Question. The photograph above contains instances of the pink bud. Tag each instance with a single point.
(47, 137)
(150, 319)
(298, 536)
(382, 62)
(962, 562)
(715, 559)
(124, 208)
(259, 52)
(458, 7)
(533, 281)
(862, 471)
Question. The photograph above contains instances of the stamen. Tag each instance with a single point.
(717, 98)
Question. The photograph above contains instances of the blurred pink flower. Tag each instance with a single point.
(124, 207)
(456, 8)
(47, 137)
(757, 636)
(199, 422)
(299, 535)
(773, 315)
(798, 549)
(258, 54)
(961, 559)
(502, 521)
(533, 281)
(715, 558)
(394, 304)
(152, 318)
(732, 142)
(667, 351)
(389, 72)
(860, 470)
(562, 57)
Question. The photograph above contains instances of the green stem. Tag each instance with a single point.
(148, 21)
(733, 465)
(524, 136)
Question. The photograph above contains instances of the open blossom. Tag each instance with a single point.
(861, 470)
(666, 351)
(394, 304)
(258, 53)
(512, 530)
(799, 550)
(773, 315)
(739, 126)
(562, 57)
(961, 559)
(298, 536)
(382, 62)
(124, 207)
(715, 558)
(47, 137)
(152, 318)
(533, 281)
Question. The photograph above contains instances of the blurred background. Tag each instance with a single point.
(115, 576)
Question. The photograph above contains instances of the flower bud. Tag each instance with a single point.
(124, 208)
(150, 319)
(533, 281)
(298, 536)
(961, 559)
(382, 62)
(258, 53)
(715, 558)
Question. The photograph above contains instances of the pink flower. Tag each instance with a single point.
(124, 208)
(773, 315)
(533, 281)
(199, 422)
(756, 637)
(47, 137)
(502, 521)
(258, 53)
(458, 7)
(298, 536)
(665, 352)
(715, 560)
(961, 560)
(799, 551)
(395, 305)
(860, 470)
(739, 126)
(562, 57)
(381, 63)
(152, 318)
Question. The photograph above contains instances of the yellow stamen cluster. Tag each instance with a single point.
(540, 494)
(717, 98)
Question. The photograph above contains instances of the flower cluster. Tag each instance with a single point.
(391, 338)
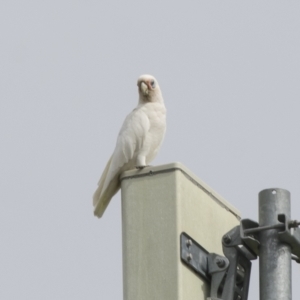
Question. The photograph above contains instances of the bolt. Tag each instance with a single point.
(189, 257)
(220, 262)
(189, 243)
(227, 239)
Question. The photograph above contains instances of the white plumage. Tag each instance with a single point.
(138, 142)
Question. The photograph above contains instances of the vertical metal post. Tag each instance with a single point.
(274, 256)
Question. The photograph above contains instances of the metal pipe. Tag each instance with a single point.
(274, 256)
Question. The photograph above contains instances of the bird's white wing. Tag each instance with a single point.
(130, 140)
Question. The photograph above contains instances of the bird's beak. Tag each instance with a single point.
(144, 88)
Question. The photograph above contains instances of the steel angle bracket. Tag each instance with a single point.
(210, 266)
(290, 236)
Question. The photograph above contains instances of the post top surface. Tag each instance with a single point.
(177, 166)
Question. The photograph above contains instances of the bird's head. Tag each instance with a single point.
(149, 90)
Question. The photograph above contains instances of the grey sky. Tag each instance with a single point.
(229, 72)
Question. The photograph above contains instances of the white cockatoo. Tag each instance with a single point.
(138, 142)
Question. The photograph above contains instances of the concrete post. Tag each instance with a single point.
(158, 204)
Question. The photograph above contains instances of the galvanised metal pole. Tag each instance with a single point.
(274, 256)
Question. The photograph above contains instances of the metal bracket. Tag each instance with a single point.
(210, 266)
(229, 276)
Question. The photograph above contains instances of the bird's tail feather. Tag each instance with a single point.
(102, 196)
(101, 182)
(106, 195)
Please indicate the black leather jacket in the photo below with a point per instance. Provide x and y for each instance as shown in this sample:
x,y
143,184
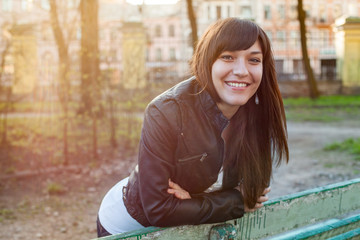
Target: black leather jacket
x,y
181,140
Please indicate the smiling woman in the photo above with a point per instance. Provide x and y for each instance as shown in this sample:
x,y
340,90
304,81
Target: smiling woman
x,y
207,144
152,2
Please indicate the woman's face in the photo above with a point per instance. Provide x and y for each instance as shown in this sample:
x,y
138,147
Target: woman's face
x,y
236,76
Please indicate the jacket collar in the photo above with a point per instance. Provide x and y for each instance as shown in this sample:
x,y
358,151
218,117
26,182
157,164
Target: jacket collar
x,y
211,110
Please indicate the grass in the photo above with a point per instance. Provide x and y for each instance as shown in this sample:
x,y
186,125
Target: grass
x,y
323,109
350,145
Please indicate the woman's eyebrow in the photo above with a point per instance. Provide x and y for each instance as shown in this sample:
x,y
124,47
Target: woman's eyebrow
x,y
256,52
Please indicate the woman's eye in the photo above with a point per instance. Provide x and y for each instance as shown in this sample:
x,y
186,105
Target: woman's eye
x,y
226,57
255,60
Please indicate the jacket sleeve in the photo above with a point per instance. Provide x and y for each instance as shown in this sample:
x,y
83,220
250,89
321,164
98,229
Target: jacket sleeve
x,y
156,166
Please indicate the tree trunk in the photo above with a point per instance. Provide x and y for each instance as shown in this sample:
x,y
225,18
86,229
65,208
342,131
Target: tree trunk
x,y
89,55
63,76
193,24
314,93
8,91
90,64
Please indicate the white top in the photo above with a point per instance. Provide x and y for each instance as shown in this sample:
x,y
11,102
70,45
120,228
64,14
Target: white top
x,y
113,215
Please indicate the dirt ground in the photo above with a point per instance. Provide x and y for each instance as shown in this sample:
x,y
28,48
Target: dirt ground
x,y
27,211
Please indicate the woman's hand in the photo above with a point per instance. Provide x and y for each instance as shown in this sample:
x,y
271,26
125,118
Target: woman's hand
x,y
176,190
263,198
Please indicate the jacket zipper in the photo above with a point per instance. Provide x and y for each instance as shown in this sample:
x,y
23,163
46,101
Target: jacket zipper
x,y
201,156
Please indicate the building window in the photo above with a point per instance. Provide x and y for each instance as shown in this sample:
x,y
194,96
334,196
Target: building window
x,y
26,5
158,54
279,66
218,12
245,12
172,54
281,11
280,36
171,30
294,39
158,31
6,5
209,12
267,12
298,66
322,14
293,12
45,4
337,10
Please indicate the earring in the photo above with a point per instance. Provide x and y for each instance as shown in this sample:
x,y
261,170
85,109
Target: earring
x,y
256,99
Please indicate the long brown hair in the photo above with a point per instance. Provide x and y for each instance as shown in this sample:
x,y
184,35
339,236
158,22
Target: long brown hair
x,y
261,135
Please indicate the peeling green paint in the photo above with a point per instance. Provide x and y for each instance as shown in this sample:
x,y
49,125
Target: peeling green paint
x,y
277,216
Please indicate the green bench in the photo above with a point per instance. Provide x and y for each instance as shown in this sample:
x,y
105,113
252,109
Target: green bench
x,y
329,212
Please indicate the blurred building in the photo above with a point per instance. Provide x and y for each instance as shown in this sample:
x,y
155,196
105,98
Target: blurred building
x,y
167,39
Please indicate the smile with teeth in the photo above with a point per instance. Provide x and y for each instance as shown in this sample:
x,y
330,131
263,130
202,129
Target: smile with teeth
x,y
236,84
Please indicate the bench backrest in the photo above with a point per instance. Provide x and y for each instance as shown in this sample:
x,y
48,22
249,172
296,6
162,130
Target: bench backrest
x,y
277,216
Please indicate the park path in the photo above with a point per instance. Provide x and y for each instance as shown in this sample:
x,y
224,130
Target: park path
x,y
307,166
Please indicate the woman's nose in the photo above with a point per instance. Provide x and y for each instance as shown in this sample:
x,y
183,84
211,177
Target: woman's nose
x,y
240,68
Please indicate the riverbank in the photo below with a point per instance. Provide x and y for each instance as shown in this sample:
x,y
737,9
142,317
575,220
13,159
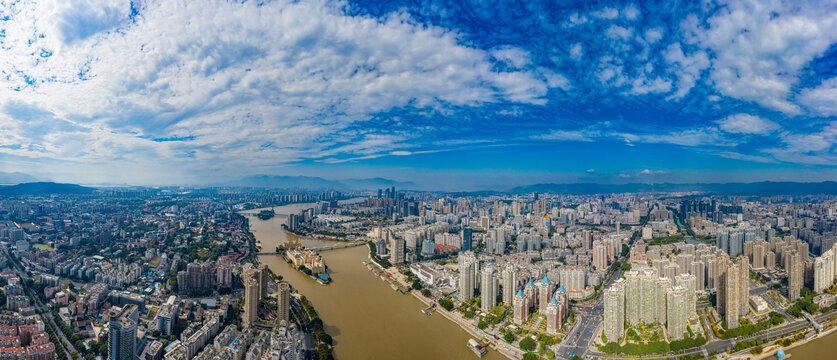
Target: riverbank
x,y
324,342
772,353
500,347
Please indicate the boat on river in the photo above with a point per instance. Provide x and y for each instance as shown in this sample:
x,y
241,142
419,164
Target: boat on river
x,y
478,349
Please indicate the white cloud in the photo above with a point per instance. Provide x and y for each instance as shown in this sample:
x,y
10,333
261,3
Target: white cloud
x,y
693,137
569,135
759,47
643,85
747,124
607,13
576,51
687,68
630,12
818,148
555,80
745,157
822,100
653,35
619,32
274,82
515,57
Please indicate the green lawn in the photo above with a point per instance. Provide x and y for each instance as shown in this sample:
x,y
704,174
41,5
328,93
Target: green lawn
x,y
42,247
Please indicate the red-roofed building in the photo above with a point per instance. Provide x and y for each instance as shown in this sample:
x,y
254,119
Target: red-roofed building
x,y
41,352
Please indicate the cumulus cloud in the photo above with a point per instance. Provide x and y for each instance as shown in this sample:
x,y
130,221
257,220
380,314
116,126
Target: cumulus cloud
x,y
286,80
688,68
817,148
759,47
747,124
822,100
569,135
576,51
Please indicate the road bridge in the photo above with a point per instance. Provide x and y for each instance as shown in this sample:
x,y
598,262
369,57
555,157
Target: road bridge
x,y
321,248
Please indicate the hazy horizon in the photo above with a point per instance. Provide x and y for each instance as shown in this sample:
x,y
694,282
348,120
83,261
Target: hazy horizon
x,y
448,96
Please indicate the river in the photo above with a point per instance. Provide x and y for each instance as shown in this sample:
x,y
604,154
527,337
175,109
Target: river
x,y
822,348
366,318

------------------------------------------------------------

### [EXERCISE]
Render the rows as a Markdown table with the columns No. and Text, giving each line its own number and omitting blank lines. Include only the lines starting with the one that contains "Please indicate the red-roofed" and going on through the end of the rows.

### [TASK RESULT]
| No. | Text |
|---|---|
| 1 | Please indicate the red-roofed building in the photo above with a point per instance. Provide x and y for each instance as shown in this sample: |
| 2 | x,y |
| 3 | 254,119 |
| 4 | Target: red-roofed building |
| 5 | x,y |
| 6 | 41,352 |
| 7 | Please indicate the cumulus cloud in the photo above with a point per instance. Provide x and y for each instance as shown in this sample: |
| 8 | x,y |
| 9 | 130,221 |
| 10 | 257,220 |
| 11 | 380,314 |
| 12 | 116,126 |
| 13 | Target: cumulus cloud |
| 14 | x,y |
| 15 | 286,80 |
| 16 | 688,68 |
| 17 | 817,148 |
| 18 | 759,47 |
| 19 | 747,124 |
| 20 | 822,100 |
| 21 | 569,135 |
| 22 | 576,51 |
| 23 | Please indicate the road bridge in the photo above with a point per instance. Provide x and y for each instance as shown in this sample: |
| 24 | x,y |
| 25 | 598,262 |
| 26 | 369,57 |
| 27 | 555,157 |
| 28 | Target: road bridge |
| 29 | x,y |
| 30 | 321,248 |
| 31 | Please indicate the hazy horizon in the photo above with a point per instance. Provide x and y for each instance as shown in this sample: |
| 32 | x,y |
| 33 | 694,282 |
| 34 | 348,120 |
| 35 | 83,261 |
| 36 | Target: hazy horizon |
| 37 | x,y |
| 38 | 448,96 |
| 39 | Please indicate the river in the photo above with a point per instance. Provide x and y for each instance as shown in this sample: |
| 40 | x,y |
| 41 | 604,154 |
| 42 | 527,337 |
| 43 | 175,109 |
| 44 | Target: river |
| 45 | x,y |
| 46 | 822,348 |
| 47 | 366,318 |